Supplied data: Begin

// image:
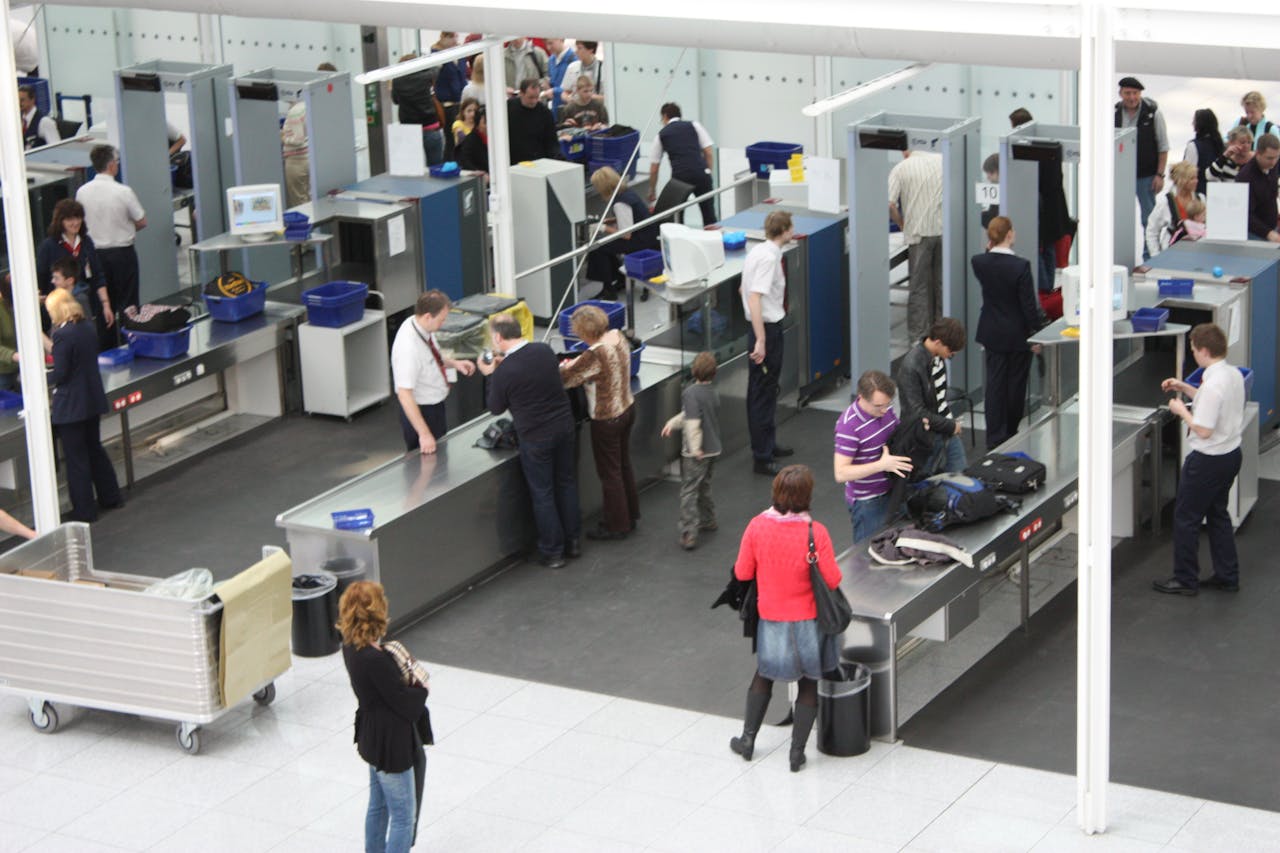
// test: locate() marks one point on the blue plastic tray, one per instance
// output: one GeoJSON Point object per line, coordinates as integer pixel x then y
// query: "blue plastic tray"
{"type": "Point", "coordinates": [336, 304]}
{"type": "Point", "coordinates": [159, 345]}
{"type": "Point", "coordinates": [1150, 319]}
{"type": "Point", "coordinates": [1196, 375]}
{"type": "Point", "coordinates": [233, 309]}
{"type": "Point", "coordinates": [766, 156]}
{"type": "Point", "coordinates": [352, 519]}
{"type": "Point", "coordinates": [1175, 286]}
{"type": "Point", "coordinates": [616, 311]}
{"type": "Point", "coordinates": [645, 263]}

Supplied data: End

Line by line, print the records above exactly, skipping each picture.

Exercise answer:
// image:
// test: locate() marks one point on the blue plastic tray, one per instance
// output: one GeoJSON Point object per line, coordinates as integer pixel x then y
// query: "blue plastic tray"
{"type": "Point", "coordinates": [336, 304]}
{"type": "Point", "coordinates": [159, 345]}
{"type": "Point", "coordinates": [1150, 319]}
{"type": "Point", "coordinates": [1196, 375]}
{"type": "Point", "coordinates": [233, 309]}
{"type": "Point", "coordinates": [766, 156]}
{"type": "Point", "coordinates": [352, 519]}
{"type": "Point", "coordinates": [1175, 286]}
{"type": "Point", "coordinates": [616, 311]}
{"type": "Point", "coordinates": [645, 263]}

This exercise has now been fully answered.